REQUIRED ACTIONS
a - In the EPA proposed rule, render the sentence "EPA will respond to comments in its final action on this proposal." in Spanish.
b - Write out the EPA proposed rule from "Send comments to: Gerardo" up to and including "Sacramento, CA 95814.", keeping every character unchanged.

TEXT SEGMENT
========================================

Environmental Protection Agency (EPA).

ACTION:

Proposed rule.

SUMMARY:

Pursuant to our authority in section 110(k)(5) of the Clean Air Act (CAA or Act), EPA is proposing to find that the California State Implementation Plan (SIP) is substantially inadequate for all nonattainment air pollution control districts in the State and for all attainment area districts that have an approved Prevention of Significant Deterioration (PSD) program because the State cannot provide “necessary assurances” that it or the districts have authority to carry out the applicable nonattainment New Source Review (NSR) or PSD portions of the SIP. Specifically, sections 110(a)(2)(C) and (I) and 172 of the Act require the applicable implementation plan to contain a program for issuing permits to major stationary sources of air pollution pursuant to parts C and D of title I of the Act. In addition, section 110(a)(2)(E) requires that each SIP provide necessary assurances that the State or districts have adequate authority to carry out the SIP and that no state law prohibits the State or districts from carrying out any portion of the SIP. The California SIP does not meet these requirements because California Health & Safety Code section 42310(e) exempts new and modified major agricultural sources from all permitting, including PSD and NSR permitting otherwise required by parts C and D of title I of the Act. If EPA finalizes this proposed finding of substantial inadequacy, California will be required to amend its state law to eliminate the permitting exemption as it pertains to major agricultural sources of air pollution and submit the necessary assurances by November 23, 2003 to support an affirmative finding by EPA under section 110(a)(2)(E). If the State fails to submit the necessary assurances of authority or if EPA disapproves any such submittal in response to a final SIP call, sanctions will apply statewide pursuant to section 179 of the Act.

DATES:

Comments must sent by March 17, 2003. EPA will respond to comments in its final action on this proposal.

ADDRESSES:

Send comments to: Gerardo Rios, Permits Office (AIR-3), Air Division, U.S. Environmental Protection Agency, Region 9, 75 Hawthorne Street, San Francisco, CA 94105-3901.

You can review and copy the existing SIP rules at EPA's Region 9 office from 8:30 am to 5 pm, Monday-Friday. A reasonable fee may be charged for copying.

Copies of the SIP rules are also available for inspection at the following locations: California Air Resources Board, Stationary Source Division, Rule Evaluation Section, 1001 “I” Street, Sacramento, CA 95814.

========================================

DATA SUPPLIED
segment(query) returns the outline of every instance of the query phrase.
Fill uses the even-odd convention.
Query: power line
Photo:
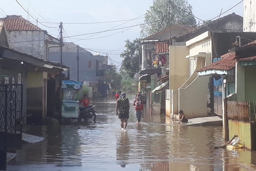
[[[240,1],[240,2],[239,2],[238,3],[237,3],[237,4],[236,4],[236,5],[235,5],[234,6],[232,6],[232,7],[231,7],[231,8],[229,8],[229,9],[228,10],[227,10],[226,11],[225,11],[225,12],[224,12],[223,13],[222,13],[220,15],[218,15],[218,16],[216,16],[216,17],[214,17],[214,18],[212,18],[212,19],[211,19],[211,20],[214,20],[214,19],[215,19],[215,18],[218,18],[218,17],[219,16],[220,16],[221,15],[223,15],[223,14],[225,14],[225,13],[226,13],[227,12],[228,12],[228,11],[229,11],[230,10],[231,10],[232,9],[233,9],[234,8],[235,8],[235,7],[236,7],[236,6],[238,6],[238,5],[239,5],[239,4],[241,4],[241,3],[242,3],[242,2],[243,2],[243,1],[244,1],[244,0],[242,0],[241,1]]]
[[[34,19],[35,20],[37,20],[34,17],[33,17],[33,16],[31,15],[30,14],[29,14],[29,13],[27,11],[27,10],[26,10],[26,9],[25,9],[24,8],[24,7],[23,7],[23,6],[20,4],[20,3],[19,2],[19,1],[18,1],[18,0],[15,0],[15,1],[16,1],[16,2],[17,2],[18,3],[18,4],[19,4],[19,5],[21,6],[21,7],[22,8],[22,9],[23,9],[23,10],[24,10],[24,11],[26,11],[26,12],[27,13],[27,14],[30,16],[31,17],[33,18],[33,19]],[[48,28],[57,28],[57,27],[59,27],[59,26],[56,26],[56,27],[49,27],[49,26],[47,26],[46,25],[45,25],[44,24],[43,24],[41,22],[39,22],[39,23],[40,23],[40,24],[42,24],[42,25],[43,25],[43,26],[45,26],[46,27],[48,27]]]
[[[3,13],[4,13],[4,14],[5,14],[5,15],[7,15],[7,14],[6,14],[6,13],[5,13],[5,12],[3,10],[3,9],[2,9],[2,8],[1,8],[1,6],[0,6],[0,9],[1,9],[1,10],[2,10],[2,11],[3,11]],[[1,13],[1,14],[2,14],[2,13]],[[3,16],[3,17],[4,17],[4,16]]]
[[[142,25],[145,25],[145,24],[150,24],[150,23],[154,23],[154,22],[158,22],[158,21],[155,21],[152,22],[149,22],[144,23],[143,23],[143,24],[138,24],[138,25],[134,25],[131,26],[127,26],[127,27],[122,27],[122,28],[117,28],[117,29],[113,29],[113,30],[107,30],[107,31],[105,30],[105,31],[104,31],[95,32],[94,32],[94,33],[87,33],[86,34],[79,34],[79,35],[73,35],[73,36],[70,36],[63,37],[63,38],[71,38],[71,37],[77,37],[77,36],[83,36],[83,35],[89,35],[89,34],[95,34],[95,33],[103,33],[103,32],[109,32],[109,31],[114,31],[114,30],[119,30],[122,29],[126,29],[126,28],[130,28],[130,27],[134,27],[134,26],[141,26]],[[22,42],[17,42],[21,43],[21,42],[32,42],[32,41],[42,41],[42,40],[52,40],[52,39],[42,39],[42,40],[33,40],[33,41],[22,41]]]
[[[145,14],[143,14],[142,16],[144,15]],[[131,19],[129,19],[127,20],[118,20],[118,21],[106,21],[106,22],[63,22],[63,24],[102,24],[104,23],[112,23],[112,22],[122,22],[124,21],[131,21],[131,20],[137,20],[138,19],[141,19],[142,18],[144,18],[144,17],[140,17],[139,18],[132,18]],[[58,22],[41,22],[42,23],[47,23],[47,24],[60,24]]]
[[[105,31],[108,31],[108,30],[111,30],[111,29],[114,29],[114,28],[115,28],[116,27],[118,27],[118,26],[122,26],[122,25],[123,25],[123,24],[126,24],[126,23],[128,23],[128,22],[130,22],[130,21],[133,21],[133,20],[134,20],[134,19],[137,19],[137,18],[139,18],[139,17],[141,17],[142,16],[143,16],[143,15],[144,15],[144,14],[143,14],[143,15],[141,15],[141,16],[139,16],[138,17],[137,17],[136,18],[134,18],[134,19],[132,19],[132,20],[129,20],[129,21],[127,21],[127,22],[124,22],[124,23],[122,23],[122,24],[119,24],[119,25],[118,25],[118,26],[115,26],[114,27],[112,27],[112,28],[110,28],[110,29],[108,29],[107,30],[105,30]],[[127,30],[129,30],[129,29],[127,29]],[[119,33],[120,33],[120,32],[119,32]],[[101,33],[97,33],[97,34],[94,34],[93,35],[91,35],[91,36],[89,36],[89,37],[86,37],[86,38],[84,38],[84,39],[83,39],[80,40],[77,40],[77,41],[75,41],[74,42],[78,42],[78,41],[80,41],[80,40],[85,40],[85,39],[87,39],[88,38],[90,38],[90,37],[93,37],[93,36],[95,36],[95,35],[97,35],[97,34],[100,34]],[[117,33],[117,33],[115,34],[117,34]],[[104,38],[104,37],[109,37],[109,36],[112,36],[112,35],[114,35],[114,34],[112,34],[112,35],[109,35],[109,36],[105,36],[105,37],[102,37],[101,38]]]

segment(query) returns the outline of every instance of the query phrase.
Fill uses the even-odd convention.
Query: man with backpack
[[[136,113],[136,120],[137,123],[140,122],[141,117],[143,117],[143,104],[140,98],[140,94],[137,93],[136,97],[133,101],[133,105],[135,106],[135,111]]]
[[[129,99],[126,97],[125,93],[121,93],[120,98],[117,101],[116,114],[121,120],[122,130],[126,131],[126,127],[129,118],[130,104]]]

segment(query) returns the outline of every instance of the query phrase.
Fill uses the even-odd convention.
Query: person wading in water
[[[180,121],[179,122],[179,123],[180,123],[180,122],[181,122],[183,123],[188,123],[188,118],[187,118],[187,117],[183,113],[183,111],[182,110],[180,110],[180,111],[179,111],[179,113],[180,113],[180,114],[182,116],[181,119],[180,120]]]
[[[121,120],[122,130],[126,131],[126,127],[129,118],[130,104],[129,99],[126,97],[125,93],[122,93],[120,98],[117,101],[116,114]]]
[[[143,104],[140,98],[140,94],[137,93],[136,97],[133,101],[133,105],[135,106],[135,111],[136,113],[136,120],[137,123],[140,122],[141,117],[143,117]]]

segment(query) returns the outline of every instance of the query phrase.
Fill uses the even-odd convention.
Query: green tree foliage
[[[123,58],[121,70],[126,72],[130,78],[140,70],[140,64],[142,58],[141,41],[141,39],[136,38],[131,41],[125,41],[126,50],[120,55]]]
[[[112,83],[113,90],[118,90],[122,88],[121,81],[122,77],[120,74],[116,72],[114,69],[108,69],[105,72],[105,75],[108,82]]]
[[[141,36],[147,37],[178,23],[195,25],[195,18],[185,12],[192,14],[192,10],[188,0],[154,0],[153,5],[145,14],[145,22],[159,21],[142,25]]]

========================================

TASK-BY-TASK SOLUTIONS
a - La EPA responderá a los comentarios en su acción final sobre esta propuesta.

b -
Send comments to: Gerardo Rios, Permits Office (AIR-3), Air Division, U.S. Environmental Protection Agency, Region 9, 75 Hawthorne Street, San Francisco, CA 94105-3901.

You can review and copy the existing SIP rules at EPA's Region 9 office from 8:30 am to 5 pm, Monday-Friday. A reasonable fee may be charged for copying.

Copies of the SIP rules are also available for inspection at the following locations: California Air Resources Board, Stationary Source Division, Rule Evaluation Section, 1001 “I” Street, Sacramento, CA 95814.